Prompt 1 :: Please reproduce the Equitable Utilities excerpt from "Fiscal Year Ended" up to and including "the 30-year average.".
Prompt 2 :: According to the Equitable Utilities excerpt, how much warmer than the 30-year average was the weather that reduced distribution net operating revenues?

Other income represents AFUDC-Equity and the increase over 2006 is primarily a result of increased capital spending on pipeline safety and integrity projects.

 

Fiscal Year Ended December 31, 2006 vs. December 31, 2005

 

Equitable Utilities’ operating income totaled $125.2 million for 2006 compared to $98.3 million for 2005.  Equitable Utilities’ operating income increased $26.9 million primarily due to increased net marketing revenues, lower expenses related to defined benefit pension plans, increased pipeline operating income, reduction in bad debt expense, an impairment charge in 2005 in connection with the Company’s office consolidation and a gain in 2006 as a result of the partial reversal of the 2005 office impairment charge.  These improvements were partially offset by the impact of transition planning costs incurred for the now terminated agreement to acquire Peoples and Hope and a reduction in distribution net operating revenues due to weather 15% warmer than the 30-year average.

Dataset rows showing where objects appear
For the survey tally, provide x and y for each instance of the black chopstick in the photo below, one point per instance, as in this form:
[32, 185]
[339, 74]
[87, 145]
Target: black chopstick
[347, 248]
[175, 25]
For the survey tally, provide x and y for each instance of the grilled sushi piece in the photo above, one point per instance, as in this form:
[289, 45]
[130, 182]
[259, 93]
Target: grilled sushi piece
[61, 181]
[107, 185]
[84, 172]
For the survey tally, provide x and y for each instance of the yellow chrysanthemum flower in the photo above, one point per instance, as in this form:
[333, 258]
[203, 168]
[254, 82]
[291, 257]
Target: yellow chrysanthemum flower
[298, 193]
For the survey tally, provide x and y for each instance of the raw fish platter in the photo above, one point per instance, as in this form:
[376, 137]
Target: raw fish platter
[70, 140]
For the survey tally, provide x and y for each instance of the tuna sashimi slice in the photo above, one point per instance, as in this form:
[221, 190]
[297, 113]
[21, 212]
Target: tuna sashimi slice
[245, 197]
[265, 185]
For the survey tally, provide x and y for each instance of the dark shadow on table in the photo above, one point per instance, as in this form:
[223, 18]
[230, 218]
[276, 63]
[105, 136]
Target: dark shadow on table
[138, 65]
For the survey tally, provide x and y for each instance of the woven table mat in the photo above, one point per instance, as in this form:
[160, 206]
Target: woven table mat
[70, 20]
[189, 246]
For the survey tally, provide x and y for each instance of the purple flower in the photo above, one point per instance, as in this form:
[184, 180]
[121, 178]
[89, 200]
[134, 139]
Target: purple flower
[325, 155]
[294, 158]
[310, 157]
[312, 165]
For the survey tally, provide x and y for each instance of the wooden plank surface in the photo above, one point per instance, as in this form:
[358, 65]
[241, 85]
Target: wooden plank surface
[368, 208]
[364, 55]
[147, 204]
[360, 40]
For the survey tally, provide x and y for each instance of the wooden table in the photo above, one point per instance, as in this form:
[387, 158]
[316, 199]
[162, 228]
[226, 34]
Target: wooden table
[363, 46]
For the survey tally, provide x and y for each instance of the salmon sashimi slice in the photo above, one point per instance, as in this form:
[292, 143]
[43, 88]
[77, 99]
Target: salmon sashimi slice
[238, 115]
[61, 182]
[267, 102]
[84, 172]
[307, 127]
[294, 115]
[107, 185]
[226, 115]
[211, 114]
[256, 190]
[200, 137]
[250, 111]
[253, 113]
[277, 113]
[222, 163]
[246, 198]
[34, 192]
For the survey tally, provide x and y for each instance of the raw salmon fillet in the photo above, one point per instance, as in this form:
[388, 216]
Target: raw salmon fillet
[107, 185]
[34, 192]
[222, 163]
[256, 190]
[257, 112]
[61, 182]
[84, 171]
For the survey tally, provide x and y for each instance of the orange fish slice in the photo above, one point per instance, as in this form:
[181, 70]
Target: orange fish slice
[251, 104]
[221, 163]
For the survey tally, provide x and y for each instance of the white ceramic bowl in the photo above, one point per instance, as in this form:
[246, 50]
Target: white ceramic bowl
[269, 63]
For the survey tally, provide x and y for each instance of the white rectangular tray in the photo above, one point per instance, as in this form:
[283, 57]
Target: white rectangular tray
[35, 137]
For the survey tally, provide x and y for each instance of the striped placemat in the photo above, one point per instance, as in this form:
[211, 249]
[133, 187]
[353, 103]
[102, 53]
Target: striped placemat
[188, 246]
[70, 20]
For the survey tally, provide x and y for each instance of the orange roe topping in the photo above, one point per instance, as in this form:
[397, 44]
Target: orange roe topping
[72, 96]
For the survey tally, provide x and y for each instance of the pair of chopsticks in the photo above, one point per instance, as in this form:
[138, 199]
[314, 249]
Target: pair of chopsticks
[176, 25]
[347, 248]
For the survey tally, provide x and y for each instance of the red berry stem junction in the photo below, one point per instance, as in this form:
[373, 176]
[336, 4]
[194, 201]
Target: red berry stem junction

Exercise answer 1 ::
Fiscal Year Ended December 31, 2006 vs. December 31, 2005

 

Equitable Utilities’ operating income totaled $125.2 million for 2006 compared to $98.3 million for 2005.  Equitable Utilities’ operating income increased $26.9 million primarily due to increased net marketing revenues, lower expenses related to defined benefit pension plans, increased pipeline operating income, reduction in bad debt expense, an impairment charge in 2005 in connection with the Company’s office consolidation and a gain in 2006 as a result of the partial reversal of the 2005 office impairment charge.  These improvements were partially offset by the impact of transition planning costs incurred for the now terminated agreement to acquire Peoples and Hope and a reduction in distribution net operating revenues due to weather 15% warmer than the 30-year average.

Exercise answer 2 :: 15% warmer than the 30-year average.